■ **Task requirements**
The line containing "of the tall" and every line after it, through the last line of the records, are to be transcribed exactly, and nothing else.

■ **Data for this task**

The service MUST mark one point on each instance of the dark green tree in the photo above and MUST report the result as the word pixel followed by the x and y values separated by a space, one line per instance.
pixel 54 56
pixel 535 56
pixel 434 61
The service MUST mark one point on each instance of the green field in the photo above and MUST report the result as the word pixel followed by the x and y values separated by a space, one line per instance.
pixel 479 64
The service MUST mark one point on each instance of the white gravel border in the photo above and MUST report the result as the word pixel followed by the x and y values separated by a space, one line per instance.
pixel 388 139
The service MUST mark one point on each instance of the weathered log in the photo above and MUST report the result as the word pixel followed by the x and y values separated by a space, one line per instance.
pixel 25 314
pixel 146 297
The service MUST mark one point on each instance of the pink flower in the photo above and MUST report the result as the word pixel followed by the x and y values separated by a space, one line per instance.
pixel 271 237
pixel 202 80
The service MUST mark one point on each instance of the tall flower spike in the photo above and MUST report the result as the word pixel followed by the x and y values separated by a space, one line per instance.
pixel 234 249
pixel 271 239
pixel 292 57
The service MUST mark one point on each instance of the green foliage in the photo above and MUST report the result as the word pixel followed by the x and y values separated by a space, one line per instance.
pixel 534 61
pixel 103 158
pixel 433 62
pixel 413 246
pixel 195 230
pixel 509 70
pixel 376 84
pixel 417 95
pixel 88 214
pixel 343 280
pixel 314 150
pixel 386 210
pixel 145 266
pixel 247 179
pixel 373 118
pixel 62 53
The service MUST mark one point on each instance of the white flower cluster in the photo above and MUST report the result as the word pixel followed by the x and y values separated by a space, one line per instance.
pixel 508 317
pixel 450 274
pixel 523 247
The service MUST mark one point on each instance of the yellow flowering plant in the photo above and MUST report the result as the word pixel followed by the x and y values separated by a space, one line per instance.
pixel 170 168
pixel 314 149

■ **Response**
The service MUST mark one point on each instance of the tall flower spike in the photo above and MUST report the result as the word pixel followed by the x and y values separated by a space, one line per instance.
pixel 234 249
pixel 271 239
pixel 292 57
The service MUST mark one point on each instance of the green foliage in the photo above and MUST report the result as the word pixel followed by the x and y values separated by a space, one line per instance.
pixel 534 61
pixel 103 158
pixel 433 62
pixel 413 246
pixel 195 230
pixel 509 70
pixel 376 84
pixel 417 95
pixel 88 214
pixel 343 280
pixel 314 150
pixel 386 210
pixel 145 266
pixel 247 179
pixel 373 118
pixel 62 53
The service MUST mark one point on each instance of the white flower cluster in the photo above and MUST report the result as the word pixel followed by the x and y values separated by a space, one line per instance.
pixel 508 317
pixel 450 274
pixel 523 247
The service MUST mark one point on each instance of the yellow flowering plant in the photo above and MUST report the result as the word pixel followed by the x and y values separated by a space, one line per instance.
pixel 170 168
pixel 314 149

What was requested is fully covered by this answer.